··· Data for this exercise
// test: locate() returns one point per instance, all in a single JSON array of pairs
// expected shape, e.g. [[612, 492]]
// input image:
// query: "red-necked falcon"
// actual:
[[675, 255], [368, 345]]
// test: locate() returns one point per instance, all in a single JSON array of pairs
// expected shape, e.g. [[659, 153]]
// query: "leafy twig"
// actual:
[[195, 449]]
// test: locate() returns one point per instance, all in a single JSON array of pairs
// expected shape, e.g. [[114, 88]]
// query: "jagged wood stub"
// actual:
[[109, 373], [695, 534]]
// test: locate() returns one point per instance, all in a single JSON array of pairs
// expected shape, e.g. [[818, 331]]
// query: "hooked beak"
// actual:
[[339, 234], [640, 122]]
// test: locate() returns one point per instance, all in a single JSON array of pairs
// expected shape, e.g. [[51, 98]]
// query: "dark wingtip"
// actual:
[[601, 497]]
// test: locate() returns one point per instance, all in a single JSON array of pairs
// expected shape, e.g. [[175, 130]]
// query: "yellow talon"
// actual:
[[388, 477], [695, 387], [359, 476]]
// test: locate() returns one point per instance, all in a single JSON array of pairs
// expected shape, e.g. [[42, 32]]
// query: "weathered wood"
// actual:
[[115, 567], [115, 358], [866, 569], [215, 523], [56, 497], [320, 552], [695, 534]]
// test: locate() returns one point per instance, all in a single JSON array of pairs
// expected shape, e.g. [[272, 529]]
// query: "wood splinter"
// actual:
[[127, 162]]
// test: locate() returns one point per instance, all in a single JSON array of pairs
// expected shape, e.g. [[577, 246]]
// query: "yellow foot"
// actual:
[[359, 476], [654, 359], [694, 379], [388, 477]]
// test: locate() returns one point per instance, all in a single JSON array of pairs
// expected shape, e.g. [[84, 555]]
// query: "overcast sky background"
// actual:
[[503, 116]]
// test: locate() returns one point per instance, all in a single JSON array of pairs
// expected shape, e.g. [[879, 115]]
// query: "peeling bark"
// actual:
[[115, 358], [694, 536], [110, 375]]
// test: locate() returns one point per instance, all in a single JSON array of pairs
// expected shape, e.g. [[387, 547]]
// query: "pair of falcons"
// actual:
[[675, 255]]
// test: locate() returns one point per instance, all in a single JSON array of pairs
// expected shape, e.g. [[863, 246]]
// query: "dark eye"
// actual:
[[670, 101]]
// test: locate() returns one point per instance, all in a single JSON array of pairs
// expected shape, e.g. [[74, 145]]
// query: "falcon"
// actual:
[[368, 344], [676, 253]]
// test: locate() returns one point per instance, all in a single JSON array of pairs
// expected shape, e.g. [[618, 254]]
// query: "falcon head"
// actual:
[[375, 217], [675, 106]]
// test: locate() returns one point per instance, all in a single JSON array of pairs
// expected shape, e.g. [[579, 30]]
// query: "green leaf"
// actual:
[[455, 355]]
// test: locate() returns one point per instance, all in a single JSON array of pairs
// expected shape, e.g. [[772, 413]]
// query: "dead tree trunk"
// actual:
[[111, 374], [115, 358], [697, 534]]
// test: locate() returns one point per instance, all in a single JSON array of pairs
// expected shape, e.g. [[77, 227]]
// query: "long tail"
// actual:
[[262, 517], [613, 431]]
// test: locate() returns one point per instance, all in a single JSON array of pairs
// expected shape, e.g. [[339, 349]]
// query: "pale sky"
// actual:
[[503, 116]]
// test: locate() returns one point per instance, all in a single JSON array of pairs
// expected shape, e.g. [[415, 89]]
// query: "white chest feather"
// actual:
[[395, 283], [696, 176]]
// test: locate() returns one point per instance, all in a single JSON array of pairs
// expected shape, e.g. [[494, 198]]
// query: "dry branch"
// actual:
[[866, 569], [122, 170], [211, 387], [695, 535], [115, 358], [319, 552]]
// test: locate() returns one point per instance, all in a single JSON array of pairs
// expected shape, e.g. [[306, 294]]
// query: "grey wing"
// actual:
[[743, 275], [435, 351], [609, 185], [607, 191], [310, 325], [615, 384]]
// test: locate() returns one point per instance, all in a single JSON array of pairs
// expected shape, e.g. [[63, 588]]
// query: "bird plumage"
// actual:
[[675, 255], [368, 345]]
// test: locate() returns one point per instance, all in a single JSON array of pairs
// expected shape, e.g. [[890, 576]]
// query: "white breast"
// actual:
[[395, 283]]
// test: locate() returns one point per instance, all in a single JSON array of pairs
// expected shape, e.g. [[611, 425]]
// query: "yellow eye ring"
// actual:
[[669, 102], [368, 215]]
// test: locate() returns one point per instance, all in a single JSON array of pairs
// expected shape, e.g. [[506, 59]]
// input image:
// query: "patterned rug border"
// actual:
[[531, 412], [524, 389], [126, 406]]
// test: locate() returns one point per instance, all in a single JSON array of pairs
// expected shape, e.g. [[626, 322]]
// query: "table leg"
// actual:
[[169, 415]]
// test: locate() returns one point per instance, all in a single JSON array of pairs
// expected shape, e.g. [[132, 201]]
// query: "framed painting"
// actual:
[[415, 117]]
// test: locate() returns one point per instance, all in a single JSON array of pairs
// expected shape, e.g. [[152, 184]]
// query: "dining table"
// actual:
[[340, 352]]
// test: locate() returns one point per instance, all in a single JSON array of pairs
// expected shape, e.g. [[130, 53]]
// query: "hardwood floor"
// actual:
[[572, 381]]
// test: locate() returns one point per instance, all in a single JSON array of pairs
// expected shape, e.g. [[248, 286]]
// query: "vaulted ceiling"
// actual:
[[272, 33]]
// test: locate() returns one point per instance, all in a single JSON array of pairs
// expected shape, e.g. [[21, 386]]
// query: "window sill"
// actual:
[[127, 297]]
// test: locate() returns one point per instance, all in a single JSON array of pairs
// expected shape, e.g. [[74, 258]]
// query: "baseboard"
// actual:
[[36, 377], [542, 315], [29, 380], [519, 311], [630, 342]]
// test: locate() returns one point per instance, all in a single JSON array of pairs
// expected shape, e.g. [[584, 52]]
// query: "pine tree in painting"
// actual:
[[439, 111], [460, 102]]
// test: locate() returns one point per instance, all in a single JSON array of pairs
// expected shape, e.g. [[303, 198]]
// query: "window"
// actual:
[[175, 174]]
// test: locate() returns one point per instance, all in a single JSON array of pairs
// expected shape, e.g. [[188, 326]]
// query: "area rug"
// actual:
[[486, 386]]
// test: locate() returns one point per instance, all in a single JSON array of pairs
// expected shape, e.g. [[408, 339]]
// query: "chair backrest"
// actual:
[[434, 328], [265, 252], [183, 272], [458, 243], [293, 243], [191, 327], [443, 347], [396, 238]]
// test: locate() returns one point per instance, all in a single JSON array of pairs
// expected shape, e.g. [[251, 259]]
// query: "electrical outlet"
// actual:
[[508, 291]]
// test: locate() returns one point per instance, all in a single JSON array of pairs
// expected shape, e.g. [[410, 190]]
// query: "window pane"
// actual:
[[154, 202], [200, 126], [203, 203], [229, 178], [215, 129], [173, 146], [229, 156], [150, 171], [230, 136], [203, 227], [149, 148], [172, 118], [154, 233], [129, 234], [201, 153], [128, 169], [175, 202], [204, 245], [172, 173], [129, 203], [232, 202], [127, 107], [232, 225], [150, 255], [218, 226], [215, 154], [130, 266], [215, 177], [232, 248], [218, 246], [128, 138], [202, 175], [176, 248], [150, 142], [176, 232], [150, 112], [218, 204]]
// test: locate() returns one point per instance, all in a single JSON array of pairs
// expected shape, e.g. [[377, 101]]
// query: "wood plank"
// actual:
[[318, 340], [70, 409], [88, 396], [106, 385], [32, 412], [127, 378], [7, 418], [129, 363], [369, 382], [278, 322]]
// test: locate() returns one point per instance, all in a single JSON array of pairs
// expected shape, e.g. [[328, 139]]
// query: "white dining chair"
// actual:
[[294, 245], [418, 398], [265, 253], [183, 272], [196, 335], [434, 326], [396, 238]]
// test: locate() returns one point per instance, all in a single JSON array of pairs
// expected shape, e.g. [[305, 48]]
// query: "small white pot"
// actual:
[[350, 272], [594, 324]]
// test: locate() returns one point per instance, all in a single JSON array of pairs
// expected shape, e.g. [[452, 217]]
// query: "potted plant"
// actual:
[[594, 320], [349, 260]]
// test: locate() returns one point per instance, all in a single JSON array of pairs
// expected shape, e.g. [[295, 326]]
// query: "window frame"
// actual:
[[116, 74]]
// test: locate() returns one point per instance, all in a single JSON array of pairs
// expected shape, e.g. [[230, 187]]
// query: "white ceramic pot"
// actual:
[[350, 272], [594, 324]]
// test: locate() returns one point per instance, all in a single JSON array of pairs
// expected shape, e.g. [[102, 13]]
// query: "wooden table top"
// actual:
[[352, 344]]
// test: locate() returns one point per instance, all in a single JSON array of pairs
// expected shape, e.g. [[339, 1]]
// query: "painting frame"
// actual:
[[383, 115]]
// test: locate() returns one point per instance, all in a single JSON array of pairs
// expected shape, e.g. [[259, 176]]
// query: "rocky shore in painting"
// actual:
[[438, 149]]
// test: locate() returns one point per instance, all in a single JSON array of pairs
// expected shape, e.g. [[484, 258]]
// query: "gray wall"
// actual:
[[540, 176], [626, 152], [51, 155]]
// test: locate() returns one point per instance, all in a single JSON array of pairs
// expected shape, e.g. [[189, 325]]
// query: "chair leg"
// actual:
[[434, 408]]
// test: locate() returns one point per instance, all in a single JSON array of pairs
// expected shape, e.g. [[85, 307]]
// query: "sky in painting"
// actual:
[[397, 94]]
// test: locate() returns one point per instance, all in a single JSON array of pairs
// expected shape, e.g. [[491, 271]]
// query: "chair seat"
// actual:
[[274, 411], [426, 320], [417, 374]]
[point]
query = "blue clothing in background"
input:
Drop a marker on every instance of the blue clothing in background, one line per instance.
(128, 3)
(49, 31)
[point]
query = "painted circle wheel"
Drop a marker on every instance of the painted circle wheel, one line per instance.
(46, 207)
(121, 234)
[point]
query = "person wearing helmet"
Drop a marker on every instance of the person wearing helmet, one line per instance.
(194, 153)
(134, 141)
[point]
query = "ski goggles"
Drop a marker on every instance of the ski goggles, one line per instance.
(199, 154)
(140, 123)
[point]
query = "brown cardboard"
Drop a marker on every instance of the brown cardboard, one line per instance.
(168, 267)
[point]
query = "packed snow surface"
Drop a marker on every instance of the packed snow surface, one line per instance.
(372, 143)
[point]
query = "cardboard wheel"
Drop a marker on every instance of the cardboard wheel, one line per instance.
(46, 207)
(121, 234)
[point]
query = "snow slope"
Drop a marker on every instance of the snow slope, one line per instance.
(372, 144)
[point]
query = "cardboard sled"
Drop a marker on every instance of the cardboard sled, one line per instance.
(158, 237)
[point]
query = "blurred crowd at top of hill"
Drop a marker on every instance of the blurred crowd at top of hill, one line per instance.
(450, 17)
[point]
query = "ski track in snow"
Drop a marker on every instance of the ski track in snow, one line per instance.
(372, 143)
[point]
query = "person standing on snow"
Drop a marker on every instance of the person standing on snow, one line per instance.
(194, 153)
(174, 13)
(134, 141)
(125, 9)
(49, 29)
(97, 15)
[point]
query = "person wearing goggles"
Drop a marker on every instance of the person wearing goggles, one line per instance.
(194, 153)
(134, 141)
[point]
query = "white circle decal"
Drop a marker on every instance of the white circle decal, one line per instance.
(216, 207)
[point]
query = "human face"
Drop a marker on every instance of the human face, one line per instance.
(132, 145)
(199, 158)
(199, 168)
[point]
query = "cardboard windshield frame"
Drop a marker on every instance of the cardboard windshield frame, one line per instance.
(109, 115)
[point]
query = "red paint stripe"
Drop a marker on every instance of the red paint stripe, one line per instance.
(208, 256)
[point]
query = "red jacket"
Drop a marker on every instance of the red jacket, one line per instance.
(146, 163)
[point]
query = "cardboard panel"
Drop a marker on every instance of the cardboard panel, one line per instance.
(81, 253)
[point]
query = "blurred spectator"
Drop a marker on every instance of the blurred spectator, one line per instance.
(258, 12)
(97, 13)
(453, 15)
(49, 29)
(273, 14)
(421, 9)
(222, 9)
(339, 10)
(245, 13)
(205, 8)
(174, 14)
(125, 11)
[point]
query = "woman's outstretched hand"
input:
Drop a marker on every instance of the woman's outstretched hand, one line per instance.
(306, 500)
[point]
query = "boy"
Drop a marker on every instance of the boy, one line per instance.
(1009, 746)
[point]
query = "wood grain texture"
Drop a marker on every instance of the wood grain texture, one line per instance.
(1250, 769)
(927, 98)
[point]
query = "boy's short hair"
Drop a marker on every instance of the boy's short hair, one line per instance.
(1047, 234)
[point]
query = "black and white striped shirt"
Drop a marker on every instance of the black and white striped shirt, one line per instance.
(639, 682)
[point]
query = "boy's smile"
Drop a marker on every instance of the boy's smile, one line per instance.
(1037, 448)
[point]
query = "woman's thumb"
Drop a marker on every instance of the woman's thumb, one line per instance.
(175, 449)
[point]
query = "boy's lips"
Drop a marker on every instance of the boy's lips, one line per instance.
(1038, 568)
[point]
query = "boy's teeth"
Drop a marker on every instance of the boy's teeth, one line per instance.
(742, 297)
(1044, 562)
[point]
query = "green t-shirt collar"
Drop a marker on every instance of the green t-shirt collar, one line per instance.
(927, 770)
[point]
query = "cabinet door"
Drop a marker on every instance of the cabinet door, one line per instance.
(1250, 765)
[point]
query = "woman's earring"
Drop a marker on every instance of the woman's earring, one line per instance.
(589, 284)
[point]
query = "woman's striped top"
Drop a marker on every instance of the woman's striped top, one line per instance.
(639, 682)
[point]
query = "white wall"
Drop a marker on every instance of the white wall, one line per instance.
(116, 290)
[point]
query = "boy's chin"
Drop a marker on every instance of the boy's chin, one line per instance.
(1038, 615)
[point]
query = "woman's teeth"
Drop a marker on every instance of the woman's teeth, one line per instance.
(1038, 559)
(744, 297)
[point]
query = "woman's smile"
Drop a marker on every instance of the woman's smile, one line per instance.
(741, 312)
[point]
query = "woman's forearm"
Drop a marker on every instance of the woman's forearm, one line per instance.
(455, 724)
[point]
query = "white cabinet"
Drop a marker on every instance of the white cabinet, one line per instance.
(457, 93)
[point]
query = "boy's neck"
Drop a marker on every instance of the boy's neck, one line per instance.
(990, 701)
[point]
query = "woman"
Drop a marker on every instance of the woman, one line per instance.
······
• _Your task_: Return only the lines of the records in which the string "tree" appears.

• _Reply to the task_:
// query: "dead tree trunk"
// query: "pine tree in painting"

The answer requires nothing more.